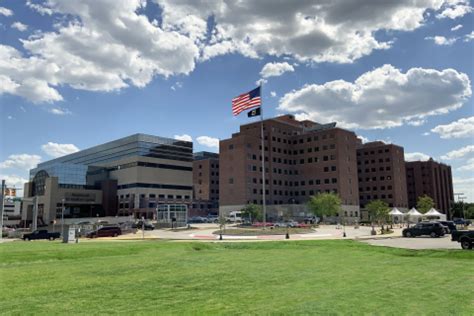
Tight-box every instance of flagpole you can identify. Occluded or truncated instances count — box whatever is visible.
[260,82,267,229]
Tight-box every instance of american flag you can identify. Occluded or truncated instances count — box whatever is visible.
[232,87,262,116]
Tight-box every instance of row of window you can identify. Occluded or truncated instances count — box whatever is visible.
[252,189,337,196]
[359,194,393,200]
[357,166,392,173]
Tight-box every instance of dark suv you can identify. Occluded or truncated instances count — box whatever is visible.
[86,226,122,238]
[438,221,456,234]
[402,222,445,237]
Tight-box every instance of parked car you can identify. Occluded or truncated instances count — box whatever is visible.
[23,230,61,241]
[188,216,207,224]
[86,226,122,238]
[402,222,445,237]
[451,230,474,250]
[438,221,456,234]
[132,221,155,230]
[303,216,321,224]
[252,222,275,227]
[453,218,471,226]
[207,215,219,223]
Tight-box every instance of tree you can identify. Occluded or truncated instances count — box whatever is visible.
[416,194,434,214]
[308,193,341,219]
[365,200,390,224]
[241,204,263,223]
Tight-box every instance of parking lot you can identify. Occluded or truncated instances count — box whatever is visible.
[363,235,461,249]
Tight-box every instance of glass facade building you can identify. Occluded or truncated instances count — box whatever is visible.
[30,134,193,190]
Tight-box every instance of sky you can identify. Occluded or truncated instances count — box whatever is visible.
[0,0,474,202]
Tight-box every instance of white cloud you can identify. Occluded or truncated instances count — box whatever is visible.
★ ★ ★ ★
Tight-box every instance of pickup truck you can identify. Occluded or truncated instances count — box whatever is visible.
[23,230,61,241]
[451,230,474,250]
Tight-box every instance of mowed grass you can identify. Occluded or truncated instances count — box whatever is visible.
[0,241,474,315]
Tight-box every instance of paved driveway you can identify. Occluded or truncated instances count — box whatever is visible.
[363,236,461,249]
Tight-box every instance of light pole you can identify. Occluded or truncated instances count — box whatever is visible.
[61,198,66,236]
★ ★ ★ ★
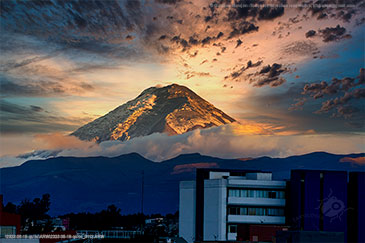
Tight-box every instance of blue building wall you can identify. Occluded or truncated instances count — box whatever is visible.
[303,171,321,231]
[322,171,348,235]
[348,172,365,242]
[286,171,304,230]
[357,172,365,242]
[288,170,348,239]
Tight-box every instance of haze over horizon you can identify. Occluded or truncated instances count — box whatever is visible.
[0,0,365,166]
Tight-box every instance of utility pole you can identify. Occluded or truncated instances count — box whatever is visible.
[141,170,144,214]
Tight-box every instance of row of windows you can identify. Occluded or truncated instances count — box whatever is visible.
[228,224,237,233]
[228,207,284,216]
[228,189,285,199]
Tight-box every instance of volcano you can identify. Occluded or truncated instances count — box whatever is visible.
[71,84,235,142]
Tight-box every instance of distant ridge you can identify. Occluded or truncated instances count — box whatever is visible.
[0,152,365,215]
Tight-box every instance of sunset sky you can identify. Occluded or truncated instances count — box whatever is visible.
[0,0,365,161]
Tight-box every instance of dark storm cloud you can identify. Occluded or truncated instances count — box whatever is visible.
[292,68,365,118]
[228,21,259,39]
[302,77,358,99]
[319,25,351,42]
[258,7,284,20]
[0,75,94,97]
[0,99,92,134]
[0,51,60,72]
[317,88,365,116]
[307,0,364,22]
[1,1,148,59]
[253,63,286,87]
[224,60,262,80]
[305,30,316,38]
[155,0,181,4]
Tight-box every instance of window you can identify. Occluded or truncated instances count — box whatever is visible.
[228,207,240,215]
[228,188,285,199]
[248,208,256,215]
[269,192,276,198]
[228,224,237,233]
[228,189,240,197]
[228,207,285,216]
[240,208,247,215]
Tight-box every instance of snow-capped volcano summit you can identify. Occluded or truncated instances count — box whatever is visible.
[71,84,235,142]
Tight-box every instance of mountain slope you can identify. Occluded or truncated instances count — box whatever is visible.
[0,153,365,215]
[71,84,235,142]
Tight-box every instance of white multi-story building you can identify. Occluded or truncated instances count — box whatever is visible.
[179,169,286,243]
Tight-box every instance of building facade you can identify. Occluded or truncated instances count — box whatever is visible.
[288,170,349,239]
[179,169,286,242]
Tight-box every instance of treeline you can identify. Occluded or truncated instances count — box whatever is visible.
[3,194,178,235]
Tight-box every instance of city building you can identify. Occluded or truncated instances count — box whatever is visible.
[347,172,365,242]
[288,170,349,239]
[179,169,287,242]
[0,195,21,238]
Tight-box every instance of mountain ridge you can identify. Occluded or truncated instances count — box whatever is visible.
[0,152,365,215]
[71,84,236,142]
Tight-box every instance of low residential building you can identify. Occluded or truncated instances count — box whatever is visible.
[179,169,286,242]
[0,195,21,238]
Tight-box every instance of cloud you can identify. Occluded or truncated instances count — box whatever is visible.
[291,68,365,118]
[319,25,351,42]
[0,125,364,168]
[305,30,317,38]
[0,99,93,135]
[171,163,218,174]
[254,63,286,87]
★ ★ ★ ★
▶ [Request] Copy the lines from the one containing "Tight-box every instance of building" to the one containing "[3,194,178,235]", including both of those lines.

▶ [Expected answer]
Tight-box every instance of building facade you can identify. Occluded or truncated instances count — box whatever is visible.
[288,170,349,239]
[179,169,286,242]
Tight-box every instance of treeline you can identify. Occluded or truncated instances count — box whatever is visible.
[3,194,178,235]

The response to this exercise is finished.